List every line below that contains the word "clicks".

### Data extracts
———

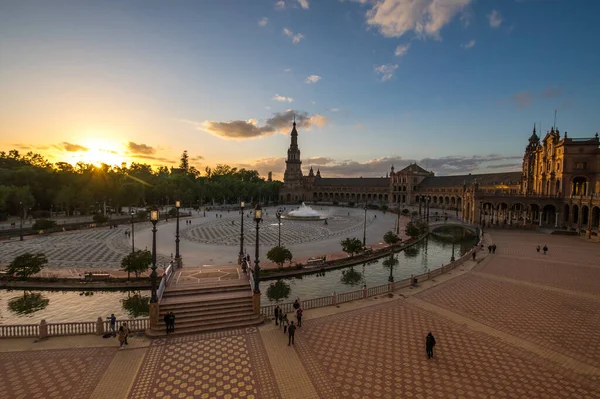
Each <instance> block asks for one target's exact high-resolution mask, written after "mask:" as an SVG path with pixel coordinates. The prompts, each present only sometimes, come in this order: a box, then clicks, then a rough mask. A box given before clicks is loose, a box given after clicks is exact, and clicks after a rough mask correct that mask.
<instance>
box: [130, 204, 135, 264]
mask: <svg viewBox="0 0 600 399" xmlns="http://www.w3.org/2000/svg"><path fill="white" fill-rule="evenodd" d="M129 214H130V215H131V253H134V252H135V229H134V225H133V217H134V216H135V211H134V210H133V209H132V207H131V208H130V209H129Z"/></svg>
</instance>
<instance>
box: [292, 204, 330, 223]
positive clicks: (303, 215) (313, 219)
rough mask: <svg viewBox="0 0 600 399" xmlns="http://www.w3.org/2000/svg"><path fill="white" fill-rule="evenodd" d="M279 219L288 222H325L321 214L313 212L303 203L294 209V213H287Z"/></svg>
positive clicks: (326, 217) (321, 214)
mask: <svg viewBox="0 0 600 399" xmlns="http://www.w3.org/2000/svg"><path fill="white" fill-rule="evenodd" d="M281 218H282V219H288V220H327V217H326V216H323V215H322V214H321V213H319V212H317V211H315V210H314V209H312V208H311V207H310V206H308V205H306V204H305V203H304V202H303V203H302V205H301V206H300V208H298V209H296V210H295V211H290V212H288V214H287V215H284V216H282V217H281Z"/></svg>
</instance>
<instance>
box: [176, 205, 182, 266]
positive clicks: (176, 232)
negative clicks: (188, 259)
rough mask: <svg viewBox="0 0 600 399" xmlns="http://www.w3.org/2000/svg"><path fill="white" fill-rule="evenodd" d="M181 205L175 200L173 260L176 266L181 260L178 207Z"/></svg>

———

### Response box
Each <instance> block asks for one target's exact high-resolution mask, written after "mask:" as an SVG path with pixel coordinates. The prompts, each present only sometimes, come in this order: a box, then clicks, then a rough mask. A box given before clicks is loose, a box given after clicks is exact, and clicks after a rough mask correct that mask.
positive clicks: (303, 215) (313, 219)
positive clicks: (326, 217) (321, 214)
positive clicks: (176, 232)
negative clicks: (188, 259)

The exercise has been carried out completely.